══ SUPPLIED RECORDS

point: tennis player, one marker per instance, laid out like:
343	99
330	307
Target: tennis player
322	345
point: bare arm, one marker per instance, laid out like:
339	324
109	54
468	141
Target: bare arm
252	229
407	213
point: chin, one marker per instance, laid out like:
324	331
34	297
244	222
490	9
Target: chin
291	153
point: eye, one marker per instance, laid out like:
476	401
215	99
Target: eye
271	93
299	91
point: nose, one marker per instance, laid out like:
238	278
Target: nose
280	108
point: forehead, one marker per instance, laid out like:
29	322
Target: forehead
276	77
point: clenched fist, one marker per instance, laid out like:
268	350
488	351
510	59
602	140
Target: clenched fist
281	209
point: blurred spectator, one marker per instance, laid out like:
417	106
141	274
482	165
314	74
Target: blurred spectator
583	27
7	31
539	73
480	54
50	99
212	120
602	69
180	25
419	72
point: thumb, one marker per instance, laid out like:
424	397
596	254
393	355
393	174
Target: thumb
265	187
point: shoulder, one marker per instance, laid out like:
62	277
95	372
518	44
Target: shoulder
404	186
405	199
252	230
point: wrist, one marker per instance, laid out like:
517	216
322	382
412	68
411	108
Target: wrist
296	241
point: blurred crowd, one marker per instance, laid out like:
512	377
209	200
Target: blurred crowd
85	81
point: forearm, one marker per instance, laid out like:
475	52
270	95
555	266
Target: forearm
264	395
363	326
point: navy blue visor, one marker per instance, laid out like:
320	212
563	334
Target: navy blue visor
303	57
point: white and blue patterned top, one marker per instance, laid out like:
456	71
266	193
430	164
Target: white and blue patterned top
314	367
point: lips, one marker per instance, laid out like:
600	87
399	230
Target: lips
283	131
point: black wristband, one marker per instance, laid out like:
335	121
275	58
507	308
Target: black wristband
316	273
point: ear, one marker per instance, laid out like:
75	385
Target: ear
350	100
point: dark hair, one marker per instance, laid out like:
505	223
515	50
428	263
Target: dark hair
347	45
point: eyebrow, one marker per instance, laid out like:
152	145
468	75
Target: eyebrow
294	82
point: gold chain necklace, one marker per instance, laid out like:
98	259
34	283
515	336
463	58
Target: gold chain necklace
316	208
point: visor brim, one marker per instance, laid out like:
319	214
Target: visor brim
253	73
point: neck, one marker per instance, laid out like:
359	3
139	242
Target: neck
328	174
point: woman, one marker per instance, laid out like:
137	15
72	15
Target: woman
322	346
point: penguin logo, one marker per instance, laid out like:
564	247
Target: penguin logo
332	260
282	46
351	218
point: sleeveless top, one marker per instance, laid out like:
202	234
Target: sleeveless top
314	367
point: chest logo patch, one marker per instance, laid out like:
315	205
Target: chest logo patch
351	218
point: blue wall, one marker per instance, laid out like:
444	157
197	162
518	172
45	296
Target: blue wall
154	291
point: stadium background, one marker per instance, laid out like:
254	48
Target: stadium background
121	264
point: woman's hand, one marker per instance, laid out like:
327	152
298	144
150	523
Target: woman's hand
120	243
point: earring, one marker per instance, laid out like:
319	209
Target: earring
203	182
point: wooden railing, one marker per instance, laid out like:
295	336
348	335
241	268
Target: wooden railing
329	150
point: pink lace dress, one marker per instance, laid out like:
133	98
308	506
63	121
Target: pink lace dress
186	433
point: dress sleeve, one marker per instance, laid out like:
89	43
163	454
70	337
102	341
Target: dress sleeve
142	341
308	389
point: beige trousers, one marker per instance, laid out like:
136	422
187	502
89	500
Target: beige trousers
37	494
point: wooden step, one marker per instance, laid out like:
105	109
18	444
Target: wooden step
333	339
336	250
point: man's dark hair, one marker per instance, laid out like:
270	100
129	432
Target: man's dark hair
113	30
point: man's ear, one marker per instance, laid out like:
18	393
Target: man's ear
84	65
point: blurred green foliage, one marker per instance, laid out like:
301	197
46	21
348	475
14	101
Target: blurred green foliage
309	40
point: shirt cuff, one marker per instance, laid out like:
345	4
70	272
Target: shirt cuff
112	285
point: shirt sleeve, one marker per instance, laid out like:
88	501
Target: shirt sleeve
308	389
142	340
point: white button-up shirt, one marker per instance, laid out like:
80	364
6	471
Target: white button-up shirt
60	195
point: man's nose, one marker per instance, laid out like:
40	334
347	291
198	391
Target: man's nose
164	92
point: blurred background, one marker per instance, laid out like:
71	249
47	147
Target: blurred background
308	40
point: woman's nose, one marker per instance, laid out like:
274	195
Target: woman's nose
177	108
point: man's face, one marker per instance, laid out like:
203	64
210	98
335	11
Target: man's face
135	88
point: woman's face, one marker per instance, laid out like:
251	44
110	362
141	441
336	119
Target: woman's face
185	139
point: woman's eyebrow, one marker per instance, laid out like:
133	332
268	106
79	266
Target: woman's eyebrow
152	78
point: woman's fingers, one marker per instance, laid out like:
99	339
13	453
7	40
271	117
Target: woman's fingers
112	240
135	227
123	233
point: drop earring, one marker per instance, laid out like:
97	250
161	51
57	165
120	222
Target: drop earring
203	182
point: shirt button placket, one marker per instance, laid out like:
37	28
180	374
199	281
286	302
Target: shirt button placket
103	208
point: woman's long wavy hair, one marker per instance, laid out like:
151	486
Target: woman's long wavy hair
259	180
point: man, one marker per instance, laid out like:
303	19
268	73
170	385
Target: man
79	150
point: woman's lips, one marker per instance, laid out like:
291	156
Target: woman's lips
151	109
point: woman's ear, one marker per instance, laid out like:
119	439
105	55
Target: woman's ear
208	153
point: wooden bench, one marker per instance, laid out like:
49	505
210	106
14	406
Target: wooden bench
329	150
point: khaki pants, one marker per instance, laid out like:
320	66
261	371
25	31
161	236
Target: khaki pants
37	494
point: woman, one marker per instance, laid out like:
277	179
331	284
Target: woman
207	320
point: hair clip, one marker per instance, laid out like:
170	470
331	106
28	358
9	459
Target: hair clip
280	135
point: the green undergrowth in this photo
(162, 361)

════

TRY IT:
Repeat the data word for word, leaving out no line.

WRITTEN RESPONSE:
point: tennis player, one marker per instance, laid out like:
343	99
330	307
Target: tennis player
322	345
point: bare arm, one marker per instance, laid out like:
339	324
109	54
468	141
Target: bare arm
252	229
407	213
point: chin, one marker per instance, laid out like:
324	331
34	297
244	222
490	9
Target: chin
291	153
point: eye, one marker per instance, laid out like:
476	401
215	99
Target: eye
271	93
299	91
point: nose, one marker per instance, laid out like:
238	278
Target: nose
280	108
point: forehead, one marker per instance, laid out like:
29	322
Target: forehead
276	77
point: clenched fist, one marker per instance, laid out like:
268	350
488	351
510	59
602	140
Target: clenched fist
281	209
point: blurred spectator, one marker per instance, laid out like:
417	106
141	274
482	165
314	74
Target: blurred spectator
583	27
7	31
539	73
480	54
50	99
212	120
602	69
180	25
419	72
point: thumb, one marker per instance, laid out like:
424	397
596	254
393	355
393	174
Target: thumb
265	187
point: shoulder, one marker per instance, laid out like:
62	277
95	372
518	44
Target: shoulder
404	186
405	199
252	230
point: wrist, one marker per instance, laid out like:
517	216
322	382
412	68
411	108
Target: wrist
296	241
point: blurred crowd, one marker per instance, laid out like:
512	377
209	200
Target: blurred crowd
85	81
point: forearm, one marker per instance, laid out like:
475	52
270	95
555	266
Target: forearm
264	395
363	326
point: navy blue visor, one marker per instance, laid out like:
320	212
563	334
Target: navy blue visor
303	57
point: white and blue patterned top, one marker per instance, laid out like:
456	71
266	193
430	164
Target: white and blue patterned top
314	367
point: lips, one marker per instance, laid out like:
600	87
399	230
Target: lips
283	131
point: black wristband, one marker per instance, laid out like:
335	121
275	58
507	308
Target: black wristband
316	273
point: ear, one marker per instance, laid out like:
75	385
Target: ear
350	100
point: dark hair, one marker per instance, laid out like:
505	223
515	50
428	263
Target: dark hair
347	45
point: eyebrow, one marker per instance, laid out like:
152	145
468	75
Target: eyebrow
294	82
point: gold chain necklace, one marker per instance, laid out like:
98	259
34	283
515	336
463	58
Target: gold chain necklace
316	208
point: visor brim, one marker per instance, laid out like:
319	214
Target: visor brim
253	73
point: neck, one marker per instance, laid out like:
359	3
139	242
Target: neck
328	174
point: woman, one marker per instance, laid out like:
137	15
72	15
Target: woman
322	346
point: penguin logo, one marker per instance, laid out like:
564	247
Target: penguin logo
332	260
282	46
351	218
point: sleeveless top, one marker per instance, laid out like:
202	234
Target: sleeveless top
314	367
point: chest logo patch, one marker per instance, laid out like:
315	205
Target: chest logo patch
351	218
point: blue wall, one marker per instance, laid out like:
444	157
197	162
518	172
45	296
Target: blue wall
154	291
point: stadium background, one marker per instance, laid out like:
254	48
Target: stadium background
121	264
point: woman's hand, one marker per instance, laid out like:
327	152
298	144
150	523
Target: woman's hand
120	243
point: earring, one marker per instance, laid out like:
319	209
Target: earring
203	182
point: wooden railing, one marker per instance, laid out like:
295	336
348	335
241	268
Target: wooden railing
329	150
point: pink lace dress, one marker per instance, laid out like:
133	98
308	506
63	121
Target: pink lace dress
186	433
point: dress sleeve, one marker per instance, laid out like:
89	43
163	454
70	337
102	341
Target: dress sleeve
142	341
308	389
point: beige trousers, one marker per instance, laid out like:
136	422
187	502
89	500
Target: beige trousers
37	494
point: wooden step, one marker per instance, laid out like:
105	109
18	444
Target: wooden step
333	339
336	250
point: man's dark hair, one marker per instance, laid out like:
270	100
129	432
Target: man's dark hair
113	30
point: man's ear, one marker per instance, laid out like:
18	393
Target: man's ear
84	65
point: blurred green foliage, one marker per instance, laid out like:
301	197
46	21
348	475
14	101
Target: blurred green foliage
309	40
point: shirt cuff, one marker per instance, laid out like:
345	4
70	272
Target: shirt cuff
112	285
point: shirt sleeve, one marker per instance, laid out like:
88	501
Target: shirt sleeve
308	389
142	340
point: white button-up shirt, one marker per instance, laid out like:
80	364
6	471
Target: white button-up shirt
60	195
point: man's nose, one marker per instance, laid out like:
40	334
347	291
198	391
Target: man's nose
164	92
point: blurred background, one marker per instance, laid out like:
71	249
47	147
Target: blurred background
308	40
point: woman's nose, one marker per instance, laid out like:
274	195
Target: woman's nose
177	108
point: man's face, one marker per instance, laid out like:
203	64
210	98
335	11
Target: man's face
135	88
point: woman's face, one marker per instance, laid out like:
251	44
110	362
141	441
336	119
Target: woman's face
185	139
point: woman's eyebrow, one marker per instance, laid out like:
133	332
268	106
79	266
Target: woman's eyebrow
152	78
point: woman's fingers, one marker per instance, laid out like:
99	339
13	453
7	40
271	117
Target: woman's fingers
112	240
135	227
123	233
point: drop earring, one marker per instance, laid out like:
97	250
161	51
57	165
120	222
Target: drop earring
203	182
point: shirt button placket, one marker per instance, laid out like:
37	28
180	374
199	281
286	302
Target: shirt button placket
103	208
point: woman's long wavy hair, one marker per instance, laid out like:
151	486
Target: woman's long wavy hair
259	180
point: man, one marker per instance, laid out like:
303	19
268	73
170	385
Target: man
79	150
point: woman's lips, one marker per instance, laid out like:
291	156
Target: woman's lips
151	109
point: woman's ear, one marker per instance, laid out like:
119	439
105	55
Target: woman's ear
208	153
point: wooden bench, one marker per instance, laid out like:
49	505
210	106
14	406
Target: wooden bench
329	150
point: khaki pants, one marker per instance, laid out like:
320	66
261	371
25	31
161	236
Target: khaki pants
37	494
point: woman, one marker per instance, laid out like:
277	179
331	284
Target: woman
207	320
point: hair clip, one marker per instance, laid out like:
170	470
331	106
28	358
9	459
Target: hair clip
280	135
point: the green undergrowth in this photo
(162, 361)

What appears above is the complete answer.